=== Problem ===
Below are the entries to work from; restate word for word the portion that opens with the line containing "Target: second elephant" and closes with the line containing "Target: gray elephant", keeping both.

=== Extracted data ===
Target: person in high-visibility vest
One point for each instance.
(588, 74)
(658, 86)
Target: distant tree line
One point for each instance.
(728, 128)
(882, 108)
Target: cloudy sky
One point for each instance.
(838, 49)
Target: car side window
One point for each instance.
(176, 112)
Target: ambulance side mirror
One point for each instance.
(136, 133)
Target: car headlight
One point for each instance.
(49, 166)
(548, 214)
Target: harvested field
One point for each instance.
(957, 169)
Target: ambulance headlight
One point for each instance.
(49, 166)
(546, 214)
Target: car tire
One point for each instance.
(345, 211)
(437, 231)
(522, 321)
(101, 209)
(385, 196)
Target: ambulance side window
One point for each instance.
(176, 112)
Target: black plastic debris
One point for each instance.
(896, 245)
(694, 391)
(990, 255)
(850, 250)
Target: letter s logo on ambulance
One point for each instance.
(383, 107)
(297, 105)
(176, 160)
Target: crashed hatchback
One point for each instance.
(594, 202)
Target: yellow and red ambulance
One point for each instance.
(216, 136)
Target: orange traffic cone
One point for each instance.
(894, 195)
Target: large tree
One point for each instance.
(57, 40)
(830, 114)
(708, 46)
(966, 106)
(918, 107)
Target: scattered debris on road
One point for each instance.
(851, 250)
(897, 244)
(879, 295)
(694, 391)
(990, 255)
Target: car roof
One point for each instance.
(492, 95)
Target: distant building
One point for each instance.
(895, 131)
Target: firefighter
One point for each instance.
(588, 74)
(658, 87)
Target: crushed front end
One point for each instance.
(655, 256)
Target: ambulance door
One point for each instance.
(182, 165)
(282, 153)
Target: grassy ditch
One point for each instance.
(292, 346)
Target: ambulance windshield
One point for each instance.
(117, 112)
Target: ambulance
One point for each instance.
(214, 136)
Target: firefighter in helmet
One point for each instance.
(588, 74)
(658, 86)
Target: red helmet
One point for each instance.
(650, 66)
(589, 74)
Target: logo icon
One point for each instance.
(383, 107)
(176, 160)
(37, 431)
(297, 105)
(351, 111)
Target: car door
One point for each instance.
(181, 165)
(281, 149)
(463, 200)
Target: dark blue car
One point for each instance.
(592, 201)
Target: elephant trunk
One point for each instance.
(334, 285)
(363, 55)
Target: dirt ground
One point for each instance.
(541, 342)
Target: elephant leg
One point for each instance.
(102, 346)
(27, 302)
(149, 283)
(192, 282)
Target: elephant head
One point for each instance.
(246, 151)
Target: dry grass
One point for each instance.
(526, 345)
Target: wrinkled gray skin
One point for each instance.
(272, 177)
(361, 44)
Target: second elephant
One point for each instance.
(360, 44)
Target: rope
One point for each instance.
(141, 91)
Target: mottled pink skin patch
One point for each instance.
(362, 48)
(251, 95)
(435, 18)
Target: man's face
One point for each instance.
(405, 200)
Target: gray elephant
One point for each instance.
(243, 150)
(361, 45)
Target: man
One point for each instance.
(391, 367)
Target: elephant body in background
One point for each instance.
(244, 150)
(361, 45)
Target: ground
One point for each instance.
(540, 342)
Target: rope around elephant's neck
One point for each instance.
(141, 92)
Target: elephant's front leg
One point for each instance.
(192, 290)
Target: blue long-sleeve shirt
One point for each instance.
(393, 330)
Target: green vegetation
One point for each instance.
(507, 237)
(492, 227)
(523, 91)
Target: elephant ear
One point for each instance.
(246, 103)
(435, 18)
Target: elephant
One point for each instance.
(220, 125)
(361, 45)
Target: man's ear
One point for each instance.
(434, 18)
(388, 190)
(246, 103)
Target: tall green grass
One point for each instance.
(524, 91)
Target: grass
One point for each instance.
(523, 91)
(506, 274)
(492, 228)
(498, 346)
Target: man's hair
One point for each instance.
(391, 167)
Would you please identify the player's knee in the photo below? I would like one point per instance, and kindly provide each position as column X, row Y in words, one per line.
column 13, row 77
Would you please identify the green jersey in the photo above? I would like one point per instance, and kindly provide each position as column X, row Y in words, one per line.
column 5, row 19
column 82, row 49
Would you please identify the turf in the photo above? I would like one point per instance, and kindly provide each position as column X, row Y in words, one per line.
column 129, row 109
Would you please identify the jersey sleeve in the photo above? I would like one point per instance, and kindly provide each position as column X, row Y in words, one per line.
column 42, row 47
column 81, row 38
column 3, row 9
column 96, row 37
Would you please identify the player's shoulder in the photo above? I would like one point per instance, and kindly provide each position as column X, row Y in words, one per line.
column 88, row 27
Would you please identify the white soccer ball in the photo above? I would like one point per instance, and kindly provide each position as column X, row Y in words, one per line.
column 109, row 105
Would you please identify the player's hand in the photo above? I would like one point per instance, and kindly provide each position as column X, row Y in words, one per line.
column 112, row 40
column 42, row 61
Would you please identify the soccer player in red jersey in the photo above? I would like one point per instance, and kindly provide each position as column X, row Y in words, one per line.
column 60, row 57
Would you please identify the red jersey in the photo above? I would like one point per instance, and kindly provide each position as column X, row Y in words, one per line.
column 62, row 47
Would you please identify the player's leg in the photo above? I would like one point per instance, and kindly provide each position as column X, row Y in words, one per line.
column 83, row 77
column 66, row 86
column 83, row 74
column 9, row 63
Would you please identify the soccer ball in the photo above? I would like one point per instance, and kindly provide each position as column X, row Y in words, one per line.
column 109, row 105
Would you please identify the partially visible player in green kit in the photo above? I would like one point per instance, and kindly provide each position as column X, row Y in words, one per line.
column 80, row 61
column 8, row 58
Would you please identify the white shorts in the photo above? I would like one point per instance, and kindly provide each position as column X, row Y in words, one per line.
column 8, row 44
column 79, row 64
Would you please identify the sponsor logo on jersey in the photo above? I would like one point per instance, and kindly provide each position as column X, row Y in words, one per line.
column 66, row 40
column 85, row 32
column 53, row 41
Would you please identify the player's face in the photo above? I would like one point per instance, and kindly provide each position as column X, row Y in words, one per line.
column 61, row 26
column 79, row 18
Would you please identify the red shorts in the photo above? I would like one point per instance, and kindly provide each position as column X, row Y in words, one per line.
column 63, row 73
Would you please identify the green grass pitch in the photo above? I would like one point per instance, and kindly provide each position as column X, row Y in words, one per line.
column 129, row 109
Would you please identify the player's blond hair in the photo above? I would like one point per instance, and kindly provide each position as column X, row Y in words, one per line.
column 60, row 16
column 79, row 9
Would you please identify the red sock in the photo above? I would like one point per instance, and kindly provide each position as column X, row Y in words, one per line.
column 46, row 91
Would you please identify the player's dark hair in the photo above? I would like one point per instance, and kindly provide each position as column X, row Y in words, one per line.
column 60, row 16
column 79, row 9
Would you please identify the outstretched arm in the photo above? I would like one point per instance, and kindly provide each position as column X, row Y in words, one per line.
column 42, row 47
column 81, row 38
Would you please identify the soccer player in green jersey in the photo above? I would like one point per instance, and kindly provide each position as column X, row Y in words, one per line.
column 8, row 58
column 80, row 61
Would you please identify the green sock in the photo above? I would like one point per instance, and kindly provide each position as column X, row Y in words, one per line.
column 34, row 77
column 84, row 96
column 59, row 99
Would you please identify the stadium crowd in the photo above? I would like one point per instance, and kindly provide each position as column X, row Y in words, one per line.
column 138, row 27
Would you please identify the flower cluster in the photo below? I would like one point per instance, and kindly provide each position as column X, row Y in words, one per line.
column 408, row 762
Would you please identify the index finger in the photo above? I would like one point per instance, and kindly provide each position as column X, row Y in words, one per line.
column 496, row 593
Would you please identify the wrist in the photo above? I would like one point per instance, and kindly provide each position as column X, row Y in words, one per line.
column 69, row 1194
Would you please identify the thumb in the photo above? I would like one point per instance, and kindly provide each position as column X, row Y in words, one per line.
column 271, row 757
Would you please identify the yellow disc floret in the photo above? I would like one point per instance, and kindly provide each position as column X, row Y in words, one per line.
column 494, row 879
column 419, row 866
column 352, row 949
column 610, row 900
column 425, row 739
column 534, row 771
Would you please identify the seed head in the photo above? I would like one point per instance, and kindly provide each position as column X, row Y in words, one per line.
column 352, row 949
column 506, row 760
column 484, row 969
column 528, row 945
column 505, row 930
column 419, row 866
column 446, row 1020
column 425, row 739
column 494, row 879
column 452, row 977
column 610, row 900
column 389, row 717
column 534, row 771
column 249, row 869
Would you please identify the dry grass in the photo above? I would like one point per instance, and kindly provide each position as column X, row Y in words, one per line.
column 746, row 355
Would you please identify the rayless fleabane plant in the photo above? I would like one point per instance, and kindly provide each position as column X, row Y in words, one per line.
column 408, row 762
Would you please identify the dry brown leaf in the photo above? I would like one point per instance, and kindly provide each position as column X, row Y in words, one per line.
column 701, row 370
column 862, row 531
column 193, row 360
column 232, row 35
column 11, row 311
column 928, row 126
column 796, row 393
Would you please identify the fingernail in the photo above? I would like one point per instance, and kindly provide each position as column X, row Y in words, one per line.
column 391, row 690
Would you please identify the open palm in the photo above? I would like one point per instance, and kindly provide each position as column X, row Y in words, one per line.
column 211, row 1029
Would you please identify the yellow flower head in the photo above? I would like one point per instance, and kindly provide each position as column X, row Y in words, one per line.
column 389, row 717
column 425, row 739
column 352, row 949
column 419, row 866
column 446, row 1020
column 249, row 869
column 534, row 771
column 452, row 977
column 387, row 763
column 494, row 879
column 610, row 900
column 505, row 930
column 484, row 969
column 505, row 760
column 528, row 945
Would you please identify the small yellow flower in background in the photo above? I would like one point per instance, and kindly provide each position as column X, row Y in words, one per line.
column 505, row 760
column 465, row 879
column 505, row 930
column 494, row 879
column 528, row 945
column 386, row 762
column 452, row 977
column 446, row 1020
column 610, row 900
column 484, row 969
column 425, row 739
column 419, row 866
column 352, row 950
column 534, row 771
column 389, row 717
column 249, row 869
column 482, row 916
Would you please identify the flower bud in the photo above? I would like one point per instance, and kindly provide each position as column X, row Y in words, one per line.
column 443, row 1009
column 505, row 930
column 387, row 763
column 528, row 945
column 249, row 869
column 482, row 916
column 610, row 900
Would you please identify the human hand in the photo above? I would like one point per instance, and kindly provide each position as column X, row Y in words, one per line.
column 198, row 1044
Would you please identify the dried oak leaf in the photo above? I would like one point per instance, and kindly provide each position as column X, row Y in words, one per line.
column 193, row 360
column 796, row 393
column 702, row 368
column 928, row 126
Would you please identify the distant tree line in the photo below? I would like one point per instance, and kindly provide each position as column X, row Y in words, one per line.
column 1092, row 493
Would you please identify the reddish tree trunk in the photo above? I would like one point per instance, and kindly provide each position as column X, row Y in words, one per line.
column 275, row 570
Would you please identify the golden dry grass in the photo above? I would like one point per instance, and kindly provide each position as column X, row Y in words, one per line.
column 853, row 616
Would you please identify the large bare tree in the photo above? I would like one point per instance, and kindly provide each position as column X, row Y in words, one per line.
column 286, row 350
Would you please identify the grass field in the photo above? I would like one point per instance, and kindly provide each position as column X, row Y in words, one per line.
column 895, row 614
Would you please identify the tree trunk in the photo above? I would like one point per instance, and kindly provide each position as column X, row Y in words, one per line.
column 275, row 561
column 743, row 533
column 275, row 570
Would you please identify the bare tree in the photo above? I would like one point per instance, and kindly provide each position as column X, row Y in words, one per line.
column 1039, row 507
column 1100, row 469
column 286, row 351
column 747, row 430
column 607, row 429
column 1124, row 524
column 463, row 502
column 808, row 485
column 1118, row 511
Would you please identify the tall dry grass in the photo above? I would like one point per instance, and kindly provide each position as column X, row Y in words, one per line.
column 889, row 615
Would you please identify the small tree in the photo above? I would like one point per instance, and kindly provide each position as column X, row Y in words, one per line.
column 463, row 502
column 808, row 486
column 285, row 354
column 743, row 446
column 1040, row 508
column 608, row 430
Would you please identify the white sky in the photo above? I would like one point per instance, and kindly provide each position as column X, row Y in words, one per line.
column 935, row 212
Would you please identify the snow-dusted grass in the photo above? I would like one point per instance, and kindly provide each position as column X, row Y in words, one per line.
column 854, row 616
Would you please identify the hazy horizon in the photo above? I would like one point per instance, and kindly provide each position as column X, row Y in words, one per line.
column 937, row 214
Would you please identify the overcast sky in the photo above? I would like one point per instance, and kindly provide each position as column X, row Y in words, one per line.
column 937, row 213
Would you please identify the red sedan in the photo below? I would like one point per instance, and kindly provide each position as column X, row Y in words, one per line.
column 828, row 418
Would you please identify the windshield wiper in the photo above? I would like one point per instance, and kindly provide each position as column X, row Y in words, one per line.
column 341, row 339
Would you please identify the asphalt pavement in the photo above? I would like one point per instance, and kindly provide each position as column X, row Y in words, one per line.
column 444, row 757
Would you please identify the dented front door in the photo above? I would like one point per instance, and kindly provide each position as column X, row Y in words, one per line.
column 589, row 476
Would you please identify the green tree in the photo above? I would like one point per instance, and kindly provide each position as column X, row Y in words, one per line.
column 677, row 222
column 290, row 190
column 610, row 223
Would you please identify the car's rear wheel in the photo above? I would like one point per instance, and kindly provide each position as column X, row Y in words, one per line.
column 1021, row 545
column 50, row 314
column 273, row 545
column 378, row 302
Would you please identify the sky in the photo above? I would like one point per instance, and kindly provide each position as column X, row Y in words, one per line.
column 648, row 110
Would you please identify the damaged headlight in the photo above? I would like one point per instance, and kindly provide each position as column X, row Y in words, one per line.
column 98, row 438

=== Written response ===
Target: second elephant
One point for each instance.
(360, 44)
Target: rope
One point for each instance.
(141, 91)
Target: mottled pink skin patch
One point for each instance.
(362, 48)
(251, 95)
(435, 18)
Target: man's face
One point for each instance.
(405, 200)
Target: gray elephant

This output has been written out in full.